Excerpt:
◆ ◆ ◆ ◆
I’ve never been Norway, but everything about the place makes me want to visit. Not only does it have one of the highest life expectancy rates in the world, or some of the most beautiful coastline on the planet, it also has one of the lowest levels of income inequality of any society in the world.
The birthplace of the artist Edvard Munch, as well as one of the distinguished playwright Henrik Ibsen, it has also given us the composer and pianist Edvard Grieg. It is home to the world’s longest road tunnel - the Lærdal Tunnel, 15 miles long - and around 98% of its domestic power usage is drawn from hydroelectric power plants. In a nice touch, Norway also supplies the people of London with a Christmas tree every year to say thank you for Britain’s help during World War II.
But what really matters is that Norway knows the answer to that question - ‘who is my neighbour?’ In late January, it became one of the first countries in the world to explicitly commit to sharing Covid-19 vaccine doses with poorer countries at the same time as vaccinating its own citizens. Other countries like India have already delivered vaccines as gifts to poorer countries, like Bangladesh, at the same time as vaccinating their own population.
‘We must ensure vaccines bring hope to all, not just to some’, said the Norwegian International Development Minister, Dag Inge Ulstein. ‘We cannot wait until every citizen in rich countries is vaccinated before we start vaccinating people in the low-income countries.’
At this point, some readers might complain that the Church should ‘keep out of politics’. If you don’t think that Jesus is interested in all this, please find a Bible and look up Luke 10:29-37. Which of the three men in the story of the Good Samaritan was a good neighbour? asked Jesus. The one who was ‘moved with pity’ for the man on the road and did something about it, at his own expense.
◆ ◆ ◆ ◆
Listed records:
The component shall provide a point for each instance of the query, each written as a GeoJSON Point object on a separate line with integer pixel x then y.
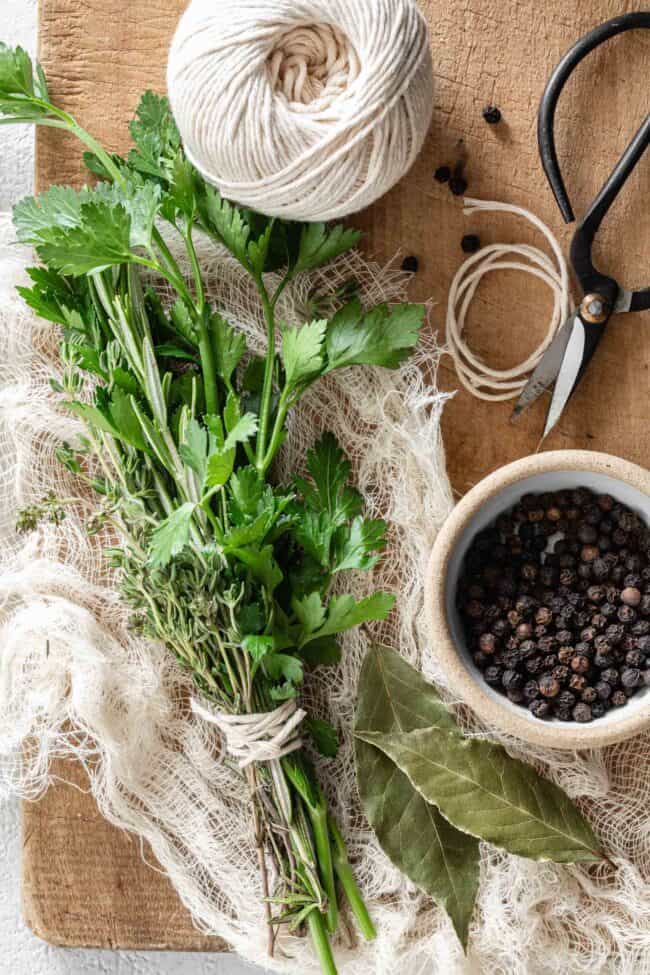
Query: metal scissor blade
{"type": "Point", "coordinates": [547, 370]}
{"type": "Point", "coordinates": [576, 356]}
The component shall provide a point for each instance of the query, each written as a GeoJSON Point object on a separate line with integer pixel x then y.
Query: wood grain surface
{"type": "Point", "coordinates": [85, 883]}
◆ ◆ ◆ ◆
Exercise tasks:
- 1) Decide whether each statement agrees with the text about Norway: (a) The Lærdal Tunnel is 15 miles long. (b) Norway gives the people of London a Christmas tree every year. (c) About half of Norway's domestic power comes from hydroelectric plants. For each, answer yes or no and quote the words of the text that settle it.
- 2) Name every country mentioned in the text about Norway.
- 3) Continue the text about Norway, picking up after its final sentence.

Answers per task:
- 1)
(a) Yes: "the Lærdal Tunnel, 15 miles long"
(b) Yes: "Norway also supplies the people of London with a Christmas tree every year"
(c) No: "around 98% of its domestic power usage is drawn from hydroelectric power plants"

- 2) Norway, India, Bangladesh, Britain

- 3)
Our own country has pledged some £548m towards the pioneering work of COVAX - an international scheme to procure and deliver doses of safe and effective vaccines for fair distribution around the world - the largest single financial commitment as at 31st December 2020. This is a very good thing.
Yet, while we had secured some 367m vaccine doses by the end of January – more than five times the UK population - it has not been confirmed if and when any of these might be used to help millions of people in countries much poorer than ours. This is not a good thing. The Joint Committee on Vaccination and Immunisation estimates that 99% of UK deaths will be prevented once the most vulnerable are protected (c25 million Britons).
The Director General of the World Health Organisation, Dr Tedros Adhanom Ghebreyesus has said that the world is on the brink of a “catastrophic moral failure” around vaccine distribution.
Loving your neighbour is good for our health too. Many psychologists would say so. In 2017, in a United Nations survey looking at economic GDP, social support, life expectancy, freedom of choice, generosity, etc Norway was found to be the happiest place on Earth (the UK was ranked 19th).
What makes a country great? A community, a church really great? Loving your neighbour as you love yourself.